DOCUMENT EXTRACT
"""

Molecular Evolution:From wolverine faeces to individual genotypes

From Carls wiki

Jump to: navigation, search

Contents

Introduction

By using microsatellite genotyping across 11 loci in the wolverine genome, we have attempted to identify the number of distinct individuals from 27 piles of wolverine faeces, after first extracting DNA from the piles. We also estimated the actual size of the population, as well as analysed the family interrelationships between the individuals.

Methods

Lab part

DNA extraction. Through an 18-step process, we extracted DNA from one of the faeces samples.

PCR amplification. We then amplified our extracted DNA. We prepared a master mix, with the following ingredients:

  Stock conc. Final conc. PCR Mix 50 rx
PCR buffer 10 x, 15 mM MgCl2 1 x 1 µl 50 µl
MgCl2 25 mM 1.5 mM 0 µl 0 µl
dNTP 20 mM 0.2 mM 0.1 µl 5 µl
Primer 1 10 µM 0.32 µM 0.32 µl 16 µl
Primer 2 10 µM 0.32 µM 0.32 µl 16 µl
BSA 20 mg/ml 0.1 mg/ml 0.05 µl 2.5 µl
Hotstar 5 U/µl 0.025 U/µl 0.05 µl 2.5 µl
ddH2O 6.16 µl 380 µl

Sequencing. The samples were then centrifuged and denatured, and run through a MegaBACE™ system.

Computer part

Microsatellite scoring. With Genetic Profiler, we were able to identify the positions of the peaks from the sequenced data. All groups collected the data in a common spreadsheet.

Data analysis. The first thing we did with our data was to eliminate duplicate samples from the same individual, using The Excel Microsatellite Toolkit, complemented with manual inspection.

"""

PROBLEM REQUIREMENTS
Set down the passage of the wolverine genotyping text word for word, beginning at the words "Jump to: navigation, search" and stopping after "between the individuals.".

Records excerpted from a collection

"""

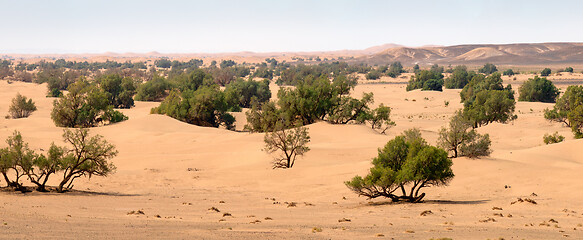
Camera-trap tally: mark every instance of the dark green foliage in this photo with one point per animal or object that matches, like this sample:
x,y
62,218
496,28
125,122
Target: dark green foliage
x,y
433,85
490,106
88,157
17,157
205,107
426,80
351,109
486,100
569,101
264,118
569,69
479,83
227,63
488,69
476,146
575,117
291,142
84,106
538,90
6,69
223,76
292,75
459,78
163,63
153,90
406,162
192,80
263,72
23,76
244,92
395,69
21,107
312,100
373,75
459,137
436,68
416,68
381,118
120,91
57,79
508,72
554,138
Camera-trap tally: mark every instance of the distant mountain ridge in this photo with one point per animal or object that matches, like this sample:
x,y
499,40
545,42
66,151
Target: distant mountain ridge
x,y
518,54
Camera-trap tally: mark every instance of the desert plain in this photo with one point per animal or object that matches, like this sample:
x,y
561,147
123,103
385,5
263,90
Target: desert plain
x,y
179,181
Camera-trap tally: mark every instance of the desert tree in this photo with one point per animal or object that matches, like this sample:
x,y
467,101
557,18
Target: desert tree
x,y
569,101
459,77
21,107
553,138
88,156
84,106
488,68
538,90
290,142
461,139
451,138
43,167
16,157
381,118
508,72
545,72
426,80
568,69
406,163
486,100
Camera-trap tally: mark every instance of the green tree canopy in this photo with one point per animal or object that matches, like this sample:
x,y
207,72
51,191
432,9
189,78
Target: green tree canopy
x,y
538,90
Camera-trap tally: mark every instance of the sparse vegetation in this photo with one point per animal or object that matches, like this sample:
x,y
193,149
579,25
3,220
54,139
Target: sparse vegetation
x,y
459,137
426,80
89,156
538,90
508,72
291,142
486,100
84,106
545,72
459,77
568,109
21,107
488,69
407,161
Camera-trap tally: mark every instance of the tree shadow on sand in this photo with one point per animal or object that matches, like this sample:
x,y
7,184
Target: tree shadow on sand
x,y
448,202
52,192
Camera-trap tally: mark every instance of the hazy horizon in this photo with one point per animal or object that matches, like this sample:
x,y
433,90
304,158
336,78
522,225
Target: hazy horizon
x,y
96,27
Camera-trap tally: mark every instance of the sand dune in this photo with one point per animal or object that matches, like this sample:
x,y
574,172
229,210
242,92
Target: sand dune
x,y
175,172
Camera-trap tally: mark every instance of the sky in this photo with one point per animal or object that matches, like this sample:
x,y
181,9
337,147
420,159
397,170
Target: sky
x,y
214,26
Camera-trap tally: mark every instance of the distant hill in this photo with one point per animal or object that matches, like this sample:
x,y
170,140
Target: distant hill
x,y
515,54
476,54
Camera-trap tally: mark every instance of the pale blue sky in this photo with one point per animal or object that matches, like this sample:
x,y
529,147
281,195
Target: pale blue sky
x,y
169,26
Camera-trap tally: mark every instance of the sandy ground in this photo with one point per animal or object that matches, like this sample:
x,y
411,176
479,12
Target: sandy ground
x,y
175,173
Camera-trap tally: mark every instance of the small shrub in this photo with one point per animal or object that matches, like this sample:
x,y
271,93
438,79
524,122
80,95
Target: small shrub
x,y
538,90
406,162
21,107
569,69
554,138
478,145
508,72
545,72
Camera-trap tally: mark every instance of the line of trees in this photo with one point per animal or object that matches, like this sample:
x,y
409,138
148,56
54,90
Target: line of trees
x,y
84,156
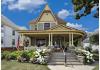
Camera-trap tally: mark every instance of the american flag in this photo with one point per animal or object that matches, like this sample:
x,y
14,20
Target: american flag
x,y
18,43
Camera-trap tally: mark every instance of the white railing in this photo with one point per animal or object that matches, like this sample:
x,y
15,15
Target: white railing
x,y
34,47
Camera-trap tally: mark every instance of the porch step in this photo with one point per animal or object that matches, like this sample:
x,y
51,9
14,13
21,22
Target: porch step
x,y
58,58
56,63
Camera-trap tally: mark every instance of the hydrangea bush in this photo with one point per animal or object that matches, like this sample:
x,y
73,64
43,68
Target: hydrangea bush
x,y
88,57
39,56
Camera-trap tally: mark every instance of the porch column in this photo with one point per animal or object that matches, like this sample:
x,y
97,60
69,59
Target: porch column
x,y
72,39
49,40
29,41
64,41
69,39
22,40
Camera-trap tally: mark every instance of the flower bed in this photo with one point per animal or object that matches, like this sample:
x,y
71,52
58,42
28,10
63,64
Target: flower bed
x,y
87,56
38,56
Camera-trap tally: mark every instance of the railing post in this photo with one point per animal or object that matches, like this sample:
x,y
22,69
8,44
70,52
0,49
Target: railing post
x,y
65,57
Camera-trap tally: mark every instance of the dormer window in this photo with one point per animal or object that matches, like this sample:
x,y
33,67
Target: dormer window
x,y
35,27
46,26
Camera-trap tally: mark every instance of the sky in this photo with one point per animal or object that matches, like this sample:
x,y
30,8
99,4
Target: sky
x,y
21,12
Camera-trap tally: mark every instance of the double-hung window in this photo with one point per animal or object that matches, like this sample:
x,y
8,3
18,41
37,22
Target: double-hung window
x,y
46,26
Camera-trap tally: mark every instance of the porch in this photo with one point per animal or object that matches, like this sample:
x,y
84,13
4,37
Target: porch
x,y
50,40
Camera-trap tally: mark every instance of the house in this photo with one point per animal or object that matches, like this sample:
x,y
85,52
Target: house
x,y
9,35
50,31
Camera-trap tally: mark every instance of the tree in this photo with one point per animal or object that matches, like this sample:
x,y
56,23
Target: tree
x,y
84,7
94,39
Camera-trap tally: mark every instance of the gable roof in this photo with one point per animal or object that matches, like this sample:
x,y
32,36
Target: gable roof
x,y
47,9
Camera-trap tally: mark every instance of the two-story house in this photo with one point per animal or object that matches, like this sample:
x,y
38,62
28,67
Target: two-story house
x,y
50,31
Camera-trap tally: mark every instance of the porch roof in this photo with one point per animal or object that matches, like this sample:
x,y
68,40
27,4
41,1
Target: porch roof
x,y
59,29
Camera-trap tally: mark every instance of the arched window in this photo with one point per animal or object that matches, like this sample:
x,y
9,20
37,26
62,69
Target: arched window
x,y
46,26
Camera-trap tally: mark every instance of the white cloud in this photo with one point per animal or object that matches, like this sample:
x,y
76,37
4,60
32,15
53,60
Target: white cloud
x,y
77,26
22,27
63,13
94,8
23,4
66,3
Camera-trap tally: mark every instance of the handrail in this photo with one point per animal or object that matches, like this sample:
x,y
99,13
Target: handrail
x,y
65,57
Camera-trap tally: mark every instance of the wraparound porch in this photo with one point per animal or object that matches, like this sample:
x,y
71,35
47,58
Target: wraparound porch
x,y
50,40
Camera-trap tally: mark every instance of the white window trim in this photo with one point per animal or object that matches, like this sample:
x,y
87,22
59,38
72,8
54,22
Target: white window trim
x,y
46,22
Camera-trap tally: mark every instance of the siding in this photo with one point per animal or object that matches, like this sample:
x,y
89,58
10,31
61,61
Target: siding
x,y
40,26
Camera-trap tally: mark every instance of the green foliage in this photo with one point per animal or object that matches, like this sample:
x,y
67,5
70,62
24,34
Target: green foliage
x,y
5,54
96,57
94,39
76,42
85,6
96,68
88,49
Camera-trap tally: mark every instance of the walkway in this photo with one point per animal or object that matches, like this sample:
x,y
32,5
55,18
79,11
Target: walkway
x,y
57,63
74,67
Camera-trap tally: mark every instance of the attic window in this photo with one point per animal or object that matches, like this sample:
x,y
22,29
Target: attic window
x,y
46,26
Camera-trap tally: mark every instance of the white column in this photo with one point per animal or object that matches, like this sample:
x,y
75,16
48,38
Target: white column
x,y
72,39
69,39
64,41
22,40
49,40
29,41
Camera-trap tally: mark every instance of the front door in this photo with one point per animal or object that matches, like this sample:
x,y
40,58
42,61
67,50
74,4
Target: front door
x,y
57,42
40,42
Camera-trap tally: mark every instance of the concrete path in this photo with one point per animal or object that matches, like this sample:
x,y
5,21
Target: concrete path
x,y
74,67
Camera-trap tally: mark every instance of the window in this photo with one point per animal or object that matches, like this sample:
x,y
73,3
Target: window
x,y
13,41
1,40
46,26
35,27
13,32
1,25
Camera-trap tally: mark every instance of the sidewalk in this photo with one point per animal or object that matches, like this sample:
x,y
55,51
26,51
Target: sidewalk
x,y
75,67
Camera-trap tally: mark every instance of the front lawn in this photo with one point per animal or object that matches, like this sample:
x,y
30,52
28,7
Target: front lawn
x,y
14,65
96,68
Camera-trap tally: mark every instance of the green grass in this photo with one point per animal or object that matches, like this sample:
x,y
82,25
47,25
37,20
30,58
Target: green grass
x,y
14,65
96,68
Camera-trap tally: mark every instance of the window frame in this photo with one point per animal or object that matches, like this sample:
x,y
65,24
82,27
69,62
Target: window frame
x,y
46,27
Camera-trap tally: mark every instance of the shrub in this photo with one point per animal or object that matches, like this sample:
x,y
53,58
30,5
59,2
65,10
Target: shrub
x,y
96,57
88,49
24,57
96,51
5,54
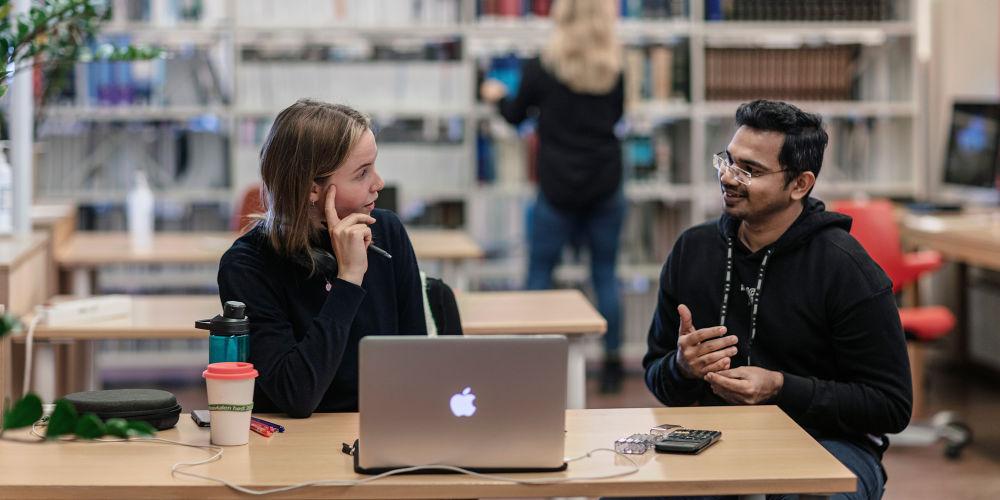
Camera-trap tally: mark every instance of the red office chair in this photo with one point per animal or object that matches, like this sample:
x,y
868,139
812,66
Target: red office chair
x,y
251,203
876,229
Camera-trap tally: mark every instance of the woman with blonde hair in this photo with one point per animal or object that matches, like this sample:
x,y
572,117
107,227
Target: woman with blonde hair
x,y
576,89
307,271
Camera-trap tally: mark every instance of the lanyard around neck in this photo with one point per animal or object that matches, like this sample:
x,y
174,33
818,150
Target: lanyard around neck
x,y
754,299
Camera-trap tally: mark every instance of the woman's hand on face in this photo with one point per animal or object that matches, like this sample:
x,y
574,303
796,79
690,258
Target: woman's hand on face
x,y
349,237
492,90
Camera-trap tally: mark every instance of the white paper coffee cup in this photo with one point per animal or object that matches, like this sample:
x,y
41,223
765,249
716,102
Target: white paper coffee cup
x,y
230,401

"""

RESPONSE TO THIS TASK
Jump to: navigation, search

Contents

Introduction

By using microsatellite genotyping across 11 loci in the wolverine genome, we have attempted to identify the number of distinct individuals from 27 piles of wolverine faeces, after first extracting DNA from the piles. We also estimated the actual size of the population, as well as analysed the family interrelationships between the individuals.